■ **What you need to do**: Could you format everything in the records from the line containing "the photo below." down to the line containing "point(173, 313)", with both of those lines included, as a numbered list that leaves out blank lines?

■ **Record list**:
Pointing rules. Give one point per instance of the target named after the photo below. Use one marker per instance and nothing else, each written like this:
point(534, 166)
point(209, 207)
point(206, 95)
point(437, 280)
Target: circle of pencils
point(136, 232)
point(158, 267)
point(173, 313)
...
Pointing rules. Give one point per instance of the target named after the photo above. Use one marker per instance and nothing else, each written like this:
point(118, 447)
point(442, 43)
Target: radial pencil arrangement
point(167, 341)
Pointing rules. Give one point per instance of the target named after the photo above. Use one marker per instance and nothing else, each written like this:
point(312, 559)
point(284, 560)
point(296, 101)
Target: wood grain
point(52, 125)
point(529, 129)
==
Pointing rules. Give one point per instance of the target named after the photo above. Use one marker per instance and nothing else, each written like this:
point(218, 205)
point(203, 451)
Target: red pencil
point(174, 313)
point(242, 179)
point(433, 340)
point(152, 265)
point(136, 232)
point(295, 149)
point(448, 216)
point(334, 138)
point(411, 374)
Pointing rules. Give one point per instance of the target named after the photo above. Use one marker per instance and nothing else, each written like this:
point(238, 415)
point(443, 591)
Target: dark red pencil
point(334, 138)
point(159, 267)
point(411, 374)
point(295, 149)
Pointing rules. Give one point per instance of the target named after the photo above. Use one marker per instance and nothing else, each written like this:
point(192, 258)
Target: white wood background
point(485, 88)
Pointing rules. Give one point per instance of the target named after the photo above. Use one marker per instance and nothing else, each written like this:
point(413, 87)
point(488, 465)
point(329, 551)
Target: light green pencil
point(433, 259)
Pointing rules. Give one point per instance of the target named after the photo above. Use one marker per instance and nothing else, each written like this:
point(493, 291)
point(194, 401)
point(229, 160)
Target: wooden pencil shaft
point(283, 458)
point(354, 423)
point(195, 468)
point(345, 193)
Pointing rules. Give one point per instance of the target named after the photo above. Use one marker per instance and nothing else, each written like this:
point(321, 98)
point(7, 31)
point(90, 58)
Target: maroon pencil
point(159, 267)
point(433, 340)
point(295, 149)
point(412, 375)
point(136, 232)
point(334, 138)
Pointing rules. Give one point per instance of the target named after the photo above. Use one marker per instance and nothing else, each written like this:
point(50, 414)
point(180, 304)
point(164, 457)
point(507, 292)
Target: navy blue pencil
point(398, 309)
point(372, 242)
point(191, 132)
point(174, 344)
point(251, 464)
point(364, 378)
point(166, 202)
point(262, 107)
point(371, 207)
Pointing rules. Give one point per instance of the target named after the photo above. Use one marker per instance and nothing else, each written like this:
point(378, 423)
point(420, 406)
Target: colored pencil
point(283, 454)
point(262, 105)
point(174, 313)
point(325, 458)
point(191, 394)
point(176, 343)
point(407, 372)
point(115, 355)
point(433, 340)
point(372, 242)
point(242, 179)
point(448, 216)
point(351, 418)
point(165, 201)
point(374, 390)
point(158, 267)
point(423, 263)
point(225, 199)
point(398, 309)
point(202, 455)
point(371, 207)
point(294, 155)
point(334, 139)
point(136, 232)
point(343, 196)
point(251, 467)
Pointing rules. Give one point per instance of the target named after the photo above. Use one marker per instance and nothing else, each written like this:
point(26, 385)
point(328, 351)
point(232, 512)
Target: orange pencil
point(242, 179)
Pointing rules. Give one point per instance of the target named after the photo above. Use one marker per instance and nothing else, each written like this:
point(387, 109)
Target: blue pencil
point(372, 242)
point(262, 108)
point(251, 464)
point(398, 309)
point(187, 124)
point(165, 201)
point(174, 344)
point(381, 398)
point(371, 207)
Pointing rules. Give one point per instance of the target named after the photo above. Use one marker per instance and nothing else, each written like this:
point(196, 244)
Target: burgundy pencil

■ **Exercise response**:
1. Pointing rules. Give one point per instance of the target named after the photo below. Use one marker per instance and nothing else, each written like this:
2. point(534, 166)
3. point(209, 207)
4. point(206, 95)
5. point(437, 280)
6. Target: circle of pencils
7. point(136, 232)
8. point(158, 267)
9. point(173, 313)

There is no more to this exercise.